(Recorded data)
* * * * *

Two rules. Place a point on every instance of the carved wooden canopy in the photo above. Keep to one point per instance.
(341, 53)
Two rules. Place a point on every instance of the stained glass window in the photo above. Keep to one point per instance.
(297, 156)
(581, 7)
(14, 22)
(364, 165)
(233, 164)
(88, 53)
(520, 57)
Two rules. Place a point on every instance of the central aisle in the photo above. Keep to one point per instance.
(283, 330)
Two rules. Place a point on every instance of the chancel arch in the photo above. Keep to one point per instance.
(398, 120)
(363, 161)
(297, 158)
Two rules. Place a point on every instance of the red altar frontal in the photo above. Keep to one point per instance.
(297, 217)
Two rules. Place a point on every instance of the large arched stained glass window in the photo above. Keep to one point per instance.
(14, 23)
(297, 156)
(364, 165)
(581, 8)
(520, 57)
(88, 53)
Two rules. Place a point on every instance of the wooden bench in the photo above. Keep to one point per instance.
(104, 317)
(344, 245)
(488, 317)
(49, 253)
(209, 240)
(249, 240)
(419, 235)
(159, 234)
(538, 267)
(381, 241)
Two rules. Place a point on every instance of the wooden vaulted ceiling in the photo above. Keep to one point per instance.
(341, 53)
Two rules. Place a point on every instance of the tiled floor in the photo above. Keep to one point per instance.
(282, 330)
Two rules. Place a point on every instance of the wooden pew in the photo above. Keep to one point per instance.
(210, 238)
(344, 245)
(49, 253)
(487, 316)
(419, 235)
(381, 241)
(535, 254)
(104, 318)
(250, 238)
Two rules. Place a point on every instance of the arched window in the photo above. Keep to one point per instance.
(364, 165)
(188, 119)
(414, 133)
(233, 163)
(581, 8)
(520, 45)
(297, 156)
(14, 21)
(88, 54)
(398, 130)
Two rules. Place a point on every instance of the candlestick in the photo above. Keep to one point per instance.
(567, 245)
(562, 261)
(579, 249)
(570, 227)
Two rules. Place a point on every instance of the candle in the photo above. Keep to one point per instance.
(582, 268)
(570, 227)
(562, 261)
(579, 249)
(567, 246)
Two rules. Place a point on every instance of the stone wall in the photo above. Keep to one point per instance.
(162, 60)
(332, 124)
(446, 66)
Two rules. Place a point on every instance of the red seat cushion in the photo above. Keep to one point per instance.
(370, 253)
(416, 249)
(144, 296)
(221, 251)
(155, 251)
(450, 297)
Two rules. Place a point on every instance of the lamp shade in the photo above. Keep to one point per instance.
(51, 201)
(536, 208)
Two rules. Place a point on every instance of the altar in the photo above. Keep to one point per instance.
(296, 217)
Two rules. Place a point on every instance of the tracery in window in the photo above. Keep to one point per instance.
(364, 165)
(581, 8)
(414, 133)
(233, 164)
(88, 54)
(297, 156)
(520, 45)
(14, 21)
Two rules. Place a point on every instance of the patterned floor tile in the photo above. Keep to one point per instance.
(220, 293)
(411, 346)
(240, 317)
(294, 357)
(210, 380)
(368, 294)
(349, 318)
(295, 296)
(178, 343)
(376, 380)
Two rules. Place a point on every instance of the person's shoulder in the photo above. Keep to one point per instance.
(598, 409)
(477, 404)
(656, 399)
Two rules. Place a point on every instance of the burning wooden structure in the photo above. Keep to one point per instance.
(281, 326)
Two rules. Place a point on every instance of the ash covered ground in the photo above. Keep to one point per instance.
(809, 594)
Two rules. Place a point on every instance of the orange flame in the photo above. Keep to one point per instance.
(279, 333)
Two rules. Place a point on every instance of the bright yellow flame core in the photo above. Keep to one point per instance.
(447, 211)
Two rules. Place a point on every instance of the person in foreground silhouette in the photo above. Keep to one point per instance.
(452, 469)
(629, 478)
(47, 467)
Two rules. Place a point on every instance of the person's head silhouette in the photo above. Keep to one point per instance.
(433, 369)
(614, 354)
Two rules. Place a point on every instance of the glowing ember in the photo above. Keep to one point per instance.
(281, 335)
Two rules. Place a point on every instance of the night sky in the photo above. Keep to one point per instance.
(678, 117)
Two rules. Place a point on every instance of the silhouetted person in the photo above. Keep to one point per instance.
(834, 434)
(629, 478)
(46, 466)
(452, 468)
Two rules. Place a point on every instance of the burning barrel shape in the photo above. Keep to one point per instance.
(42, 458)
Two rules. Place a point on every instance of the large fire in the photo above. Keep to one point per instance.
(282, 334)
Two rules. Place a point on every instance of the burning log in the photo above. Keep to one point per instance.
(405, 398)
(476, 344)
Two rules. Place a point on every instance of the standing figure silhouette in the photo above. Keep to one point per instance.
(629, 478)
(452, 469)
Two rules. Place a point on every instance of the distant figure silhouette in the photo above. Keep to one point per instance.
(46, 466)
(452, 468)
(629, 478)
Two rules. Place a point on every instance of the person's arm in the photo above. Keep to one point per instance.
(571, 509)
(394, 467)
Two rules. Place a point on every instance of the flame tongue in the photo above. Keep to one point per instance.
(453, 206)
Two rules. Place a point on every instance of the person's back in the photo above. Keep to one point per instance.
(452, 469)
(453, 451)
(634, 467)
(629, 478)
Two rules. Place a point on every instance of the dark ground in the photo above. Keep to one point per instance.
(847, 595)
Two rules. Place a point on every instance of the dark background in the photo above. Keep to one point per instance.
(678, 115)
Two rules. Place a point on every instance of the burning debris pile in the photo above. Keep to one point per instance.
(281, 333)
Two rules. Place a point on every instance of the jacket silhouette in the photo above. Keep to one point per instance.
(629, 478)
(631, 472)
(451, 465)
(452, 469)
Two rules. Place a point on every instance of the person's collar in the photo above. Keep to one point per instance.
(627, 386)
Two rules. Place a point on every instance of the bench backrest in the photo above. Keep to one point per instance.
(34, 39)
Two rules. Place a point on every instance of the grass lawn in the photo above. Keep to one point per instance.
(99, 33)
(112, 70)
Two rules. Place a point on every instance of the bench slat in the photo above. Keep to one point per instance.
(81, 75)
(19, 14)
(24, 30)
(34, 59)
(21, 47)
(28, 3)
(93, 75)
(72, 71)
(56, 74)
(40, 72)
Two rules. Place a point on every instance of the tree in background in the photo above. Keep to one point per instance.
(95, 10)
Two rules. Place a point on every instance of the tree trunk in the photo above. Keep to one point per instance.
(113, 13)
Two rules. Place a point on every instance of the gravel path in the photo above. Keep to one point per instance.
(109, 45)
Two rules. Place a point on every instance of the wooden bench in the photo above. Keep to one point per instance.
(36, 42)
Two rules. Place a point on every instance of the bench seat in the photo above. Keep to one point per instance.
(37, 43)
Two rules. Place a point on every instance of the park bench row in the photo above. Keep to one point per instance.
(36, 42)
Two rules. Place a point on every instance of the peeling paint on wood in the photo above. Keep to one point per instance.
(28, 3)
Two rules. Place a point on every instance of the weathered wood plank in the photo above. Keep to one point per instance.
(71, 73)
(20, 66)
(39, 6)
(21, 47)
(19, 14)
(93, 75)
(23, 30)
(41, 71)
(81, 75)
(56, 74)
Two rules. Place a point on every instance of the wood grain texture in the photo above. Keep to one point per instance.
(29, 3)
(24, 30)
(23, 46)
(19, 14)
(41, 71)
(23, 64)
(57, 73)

* * * * *

### Your task
Change "Place a point" to "Put a point" throughout the records above, leaving everything else the same.

### Solution for this exercise
Two rules. Put a point on every instance of the carved wooden canopy in the photo above. Keep to one point per instance.
(341, 53)
Two rules. Put a point on every instance of the stained glass window in the photo above. Keep to one point per instance.
(297, 156)
(581, 7)
(14, 22)
(364, 165)
(233, 164)
(88, 53)
(520, 57)
Two rules. Put a point on every instance of the central aisle in the photo above. Keep to one point per instance.
(283, 330)
Two rules. Put a point on every instance of the chancel arch in the photo above. Keep to one point per instance.
(398, 120)
(363, 161)
(297, 158)
Two rules. Put a point on every instance of the red altar frontal in the photo above. Keep to one point per instance.
(297, 217)
Two rules. Put a point on every instance of the large arched stained glass window in the photo above. Keep to one point per instance.
(14, 23)
(297, 156)
(364, 165)
(581, 8)
(520, 57)
(88, 53)
Two rules. Put a point on every instance of the wooden bench in the photo above. Keep to one point per instance.
(104, 317)
(344, 245)
(488, 317)
(49, 253)
(209, 240)
(249, 240)
(419, 235)
(159, 234)
(538, 267)
(381, 241)
Two rules. Put a point on every instance of the wooden vaulted ceiling in the photo above. Keep to one point per instance.
(341, 53)
Two rules. Put a point on every instance of the tiled floor in the photo above. Keep to one point per instance.
(282, 330)
Two rules. Put a point on every instance of the wooden pew in the photo above. Keep to one point per instance.
(210, 238)
(344, 245)
(49, 253)
(487, 316)
(419, 235)
(381, 241)
(535, 254)
(104, 318)
(250, 238)
Two rules. Put a point on every instance of the arched window in the photo above. Keep to one point per instance.
(364, 165)
(188, 119)
(414, 133)
(233, 163)
(581, 8)
(520, 45)
(297, 156)
(14, 21)
(88, 54)
(398, 130)
Two rules. Put a point on every instance of the candlestick in the photo above. Keep to one point per instance.
(567, 245)
(562, 261)
(579, 249)
(570, 227)
Two rules. Put a point on every instance of the candle in the photo above. Keep to one point per instance.
(582, 268)
(570, 227)
(562, 261)
(579, 249)
(567, 246)
Two rules. Put a point on every instance of the stone wall in the photo above. Keep to one point per instance.
(162, 60)
(332, 124)
(446, 66)
Two rules. Put a point on every instance of the red seat cushion in the photo above. Keep to one point per instance.
(370, 253)
(416, 249)
(144, 296)
(221, 251)
(155, 251)
(450, 297)
Two rules. Put a point on every instance of the lamp shade in the photo above. Keep to one point per instance.
(51, 201)
(536, 208)
Two rules. Put a point on every instance of the altar in the photo above. Keep to one point per instance.
(296, 217)
Two rules. Put a point on every instance of the tracery in window in the photo above. Keep to one point per instance.
(364, 165)
(581, 8)
(414, 133)
(233, 164)
(88, 54)
(297, 156)
(520, 45)
(14, 21)
Two rules. Put a point on every instance of the patterned floor tile in the photo above. Keep to one point per instance.
(220, 293)
(411, 346)
(240, 317)
(294, 357)
(210, 380)
(368, 294)
(349, 318)
(295, 296)
(178, 343)
(376, 380)
Two rules. Put a point on every instance of the person's shoulder in the photo above. Keep to one point per instance.
(598, 409)
(477, 404)
(656, 399)
Two rules. Put a point on every instance of the burning wooden structure in the photo above. Keep to one point per instance.
(281, 326)
Two rules. Put a point on every instance of the ash covered ground in the photo above. Keep to one point per instance.
(809, 594)
Two rules. Put a point on every instance of the orange flame in the photo above. Keep to one point per instance.
(279, 333)
Two rules. Put a point on every instance of the bright yellow flame core in the photo above. Keep to one point per instance.
(447, 211)
Two rules. Put a point on every instance of the person in foreground silhouette in the photo above. Keep to one point per instance.
(452, 469)
(629, 478)
(47, 467)
Two rules. Put a point on every instance of the person's head silhouette in the photo above. Keep to one point per instance.
(433, 369)
(614, 354)
Two rules. Put a point on every instance of the glowing ember in the photo above. Keep to one point per instance.
(281, 335)
Two rules. Put a point on every instance of the night sky in the photo above. Keep to one point per instance.
(678, 117)
Two rules. Put a point on every instance of the silhouetted person in the photo above. Keep to one point per instance.
(834, 434)
(629, 478)
(46, 466)
(452, 468)
Two rules. Put a point on every instance of the burning barrel shape in the photo above. Keep to one point per instance.
(42, 458)
Two rules. Put a point on every instance of the large fire in the photo above. Keep to one point per instance.
(282, 334)
Two rules. Put a point on every instance of the burning log in the photo above. Keep to one point per instance.
(405, 398)
(476, 344)
Two rules. Put a point on every instance of the standing figure silhouette in the photo above. Keep to one point per instance.
(629, 478)
(452, 469)
Two rules. Put a point on every instance of the distant figure silhouette in the photo above. Keep to one point per instance.
(46, 466)
(452, 468)
(629, 478)
Two rules. Put a point on every instance of the person's arm in the photo above. Keep to one point per instance.
(571, 509)
(394, 467)
Two rules. Put a point on every instance of the flame tongue in the photo above. Keep to one point per instance.
(453, 206)
Two rules. Put a point on every instance of the person's back in the photo above. Keep to one point per instance.
(452, 469)
(453, 451)
(634, 467)
(629, 478)
Two rules. Put a point on every instance of the dark ground in the photo above. Keep to one point per instance.
(847, 595)
Two rules. Put a point on every instance of the dark background in the photo above. Keep to one point per instance.
(678, 115)
Two rules. Put a point on every instance of the burning debris pile in the photo above. Keep to one point per instance.
(281, 333)
Two rules. Put a point on every instance of the jacket silhouette in the photo above. Keep to one point per instance.
(629, 478)
(631, 472)
(451, 465)
(452, 469)
Two rules. Put a point on every instance of the person's collar in the photo above. Keep to one point per instance.
(627, 386)
Two rules. Put a point on every instance of the bench backrest in the photo above. Keep to one point per instance.
(34, 39)
Two rules. Put a point on every instance of the grass lawn in the photo above. Keep to one point per instance.
(99, 33)
(112, 70)
Two rules. Put a point on every instance of the bench slat in the photo above. Keep to one point per instance.
(81, 75)
(19, 14)
(24, 30)
(34, 59)
(21, 47)
(28, 3)
(93, 75)
(72, 71)
(56, 74)
(40, 72)
Two rules. Put a point on every instance of the tree in background in the photo above. Keep to one point per instance.
(95, 10)
Two rules. Put a point on every instance of the tree trunk in the photo above. Keep to one point per instance.
(113, 13)
Two rules. Put a point on every instance of the gravel path in the photo above. Keep to one point per instance.
(109, 45)
Two rules. Put a point on every instance of the wooden bench in the photo above. Keep to one point per instance.
(36, 42)
Two rules. Put a point on every instance of the bench seat in the photo above. Keep to one point per instance.
(37, 43)
Two rules. Put a point on every instance of the park bench row in the photo above. Keep to one point per instance.
(36, 42)
Two rules. Put a point on every instance of the peeling paint on wood in the photo above. Keep to one point per instance.
(28, 3)
Two rules. Put a point on every instance of the weathered wood plank in the photo above. Keep to one point per instance.
(71, 73)
(20, 66)
(39, 6)
(21, 47)
(19, 14)
(93, 75)
(23, 30)
(41, 71)
(81, 75)
(56, 74)
Two rules. Put a point on every instance of the wood grain texture in the photo above. Keep to one point per instance.
(29, 3)
(24, 30)
(23, 46)
(19, 14)
(41, 71)
(23, 64)
(57, 73)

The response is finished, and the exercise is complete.